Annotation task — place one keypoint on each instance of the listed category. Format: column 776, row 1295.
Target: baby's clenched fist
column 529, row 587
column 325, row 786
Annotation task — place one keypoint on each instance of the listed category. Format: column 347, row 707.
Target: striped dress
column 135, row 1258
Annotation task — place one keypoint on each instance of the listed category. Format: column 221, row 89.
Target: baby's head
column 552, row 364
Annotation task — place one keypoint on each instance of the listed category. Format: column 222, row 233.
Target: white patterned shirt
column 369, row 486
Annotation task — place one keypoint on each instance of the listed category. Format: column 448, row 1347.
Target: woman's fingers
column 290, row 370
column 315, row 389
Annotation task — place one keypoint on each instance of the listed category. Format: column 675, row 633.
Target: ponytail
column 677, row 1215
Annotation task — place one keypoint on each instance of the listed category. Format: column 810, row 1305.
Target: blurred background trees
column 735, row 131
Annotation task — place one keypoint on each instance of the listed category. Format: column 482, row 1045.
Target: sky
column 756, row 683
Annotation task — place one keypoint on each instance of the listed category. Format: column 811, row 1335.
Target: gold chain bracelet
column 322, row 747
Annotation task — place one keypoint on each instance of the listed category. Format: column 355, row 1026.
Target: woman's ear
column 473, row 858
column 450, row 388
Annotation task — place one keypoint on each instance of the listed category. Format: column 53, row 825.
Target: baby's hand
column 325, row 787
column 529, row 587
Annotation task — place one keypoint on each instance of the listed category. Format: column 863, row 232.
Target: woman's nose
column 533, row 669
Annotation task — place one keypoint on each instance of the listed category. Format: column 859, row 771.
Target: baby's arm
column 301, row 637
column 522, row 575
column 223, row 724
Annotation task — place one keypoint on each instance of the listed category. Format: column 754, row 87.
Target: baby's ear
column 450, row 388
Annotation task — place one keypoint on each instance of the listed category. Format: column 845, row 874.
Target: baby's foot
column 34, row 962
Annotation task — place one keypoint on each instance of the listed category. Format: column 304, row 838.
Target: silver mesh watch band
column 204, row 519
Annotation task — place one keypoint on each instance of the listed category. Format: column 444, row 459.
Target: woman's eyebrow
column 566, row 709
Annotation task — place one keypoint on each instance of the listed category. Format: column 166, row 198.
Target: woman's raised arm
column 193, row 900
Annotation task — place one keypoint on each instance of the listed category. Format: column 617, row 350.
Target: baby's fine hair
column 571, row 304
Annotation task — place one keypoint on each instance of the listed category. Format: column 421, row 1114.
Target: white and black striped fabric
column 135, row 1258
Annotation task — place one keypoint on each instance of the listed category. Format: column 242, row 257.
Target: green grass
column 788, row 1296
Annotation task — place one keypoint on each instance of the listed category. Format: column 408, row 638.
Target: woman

----------------

**The task:** Could you turn the lines above, from the one containing "675, row 633." through the one containing "column 322, row 747", into a numbered list with any blank lines left out?

**Answer for this exercise:**
1. Annotation task — place one keypoint on each instance of the listed category. Format: column 675, row 633.
2. Target: ponytail
3. column 677, row 1215
4. Annotation task — place one keypoint on each instance of the listed category. Format: column 810, row 1305.
5. Target: blurred background trees
6. column 735, row 131
7. Annotation task — place one keypoint on each instance of the listed category. Format: column 482, row 1045.
8. Target: sky
9. column 756, row 683
10. Annotation task — place one keypoint on each instance of the listed category. Format: column 811, row 1335.
11. Target: gold chain bracelet
12. column 322, row 747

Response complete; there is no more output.